TASK DESCRIPTION:
Where does the word "tail" occur in the entries below? Copy every line that has it.
▬▬▬
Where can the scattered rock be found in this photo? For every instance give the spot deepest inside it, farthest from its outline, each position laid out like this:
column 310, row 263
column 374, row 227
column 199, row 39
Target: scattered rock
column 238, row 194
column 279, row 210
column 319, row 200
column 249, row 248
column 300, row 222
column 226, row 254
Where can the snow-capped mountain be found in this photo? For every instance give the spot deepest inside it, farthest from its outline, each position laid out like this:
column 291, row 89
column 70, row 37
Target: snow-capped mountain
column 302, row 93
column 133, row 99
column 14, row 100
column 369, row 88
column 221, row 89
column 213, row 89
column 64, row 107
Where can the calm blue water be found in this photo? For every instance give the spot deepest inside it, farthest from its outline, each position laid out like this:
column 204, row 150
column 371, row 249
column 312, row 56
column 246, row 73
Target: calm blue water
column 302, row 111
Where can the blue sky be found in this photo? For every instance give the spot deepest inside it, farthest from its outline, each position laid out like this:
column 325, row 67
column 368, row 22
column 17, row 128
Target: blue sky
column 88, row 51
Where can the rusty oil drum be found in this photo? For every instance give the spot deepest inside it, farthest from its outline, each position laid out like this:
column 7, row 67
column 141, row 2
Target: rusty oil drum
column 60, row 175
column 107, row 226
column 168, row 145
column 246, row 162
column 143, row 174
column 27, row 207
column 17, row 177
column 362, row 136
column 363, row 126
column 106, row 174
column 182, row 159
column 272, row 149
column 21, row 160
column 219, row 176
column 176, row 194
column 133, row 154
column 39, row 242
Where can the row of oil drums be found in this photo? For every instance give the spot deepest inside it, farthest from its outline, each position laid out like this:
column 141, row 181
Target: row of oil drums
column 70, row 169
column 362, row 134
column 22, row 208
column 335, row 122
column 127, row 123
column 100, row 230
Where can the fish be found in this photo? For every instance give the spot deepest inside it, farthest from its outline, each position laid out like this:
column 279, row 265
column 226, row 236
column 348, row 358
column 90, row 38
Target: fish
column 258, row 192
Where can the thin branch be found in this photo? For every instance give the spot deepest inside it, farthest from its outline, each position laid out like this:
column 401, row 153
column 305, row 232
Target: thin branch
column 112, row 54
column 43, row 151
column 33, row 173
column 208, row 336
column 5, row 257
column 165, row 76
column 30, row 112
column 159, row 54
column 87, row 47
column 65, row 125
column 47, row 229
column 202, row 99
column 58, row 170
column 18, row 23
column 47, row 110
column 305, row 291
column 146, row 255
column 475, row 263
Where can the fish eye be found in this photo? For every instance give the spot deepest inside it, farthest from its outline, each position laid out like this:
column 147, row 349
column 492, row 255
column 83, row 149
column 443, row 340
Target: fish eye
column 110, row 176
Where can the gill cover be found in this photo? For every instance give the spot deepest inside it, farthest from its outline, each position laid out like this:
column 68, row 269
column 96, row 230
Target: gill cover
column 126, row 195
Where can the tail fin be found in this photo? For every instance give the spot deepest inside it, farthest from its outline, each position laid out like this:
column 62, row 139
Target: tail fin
▬▬▬
SOLUTION FOR THIS PROBLEM:
Where can the tail fin be found in this photo? For every instance give the spot deepest inside it, farthest from its outline, each position laid out like this:
Target: tail fin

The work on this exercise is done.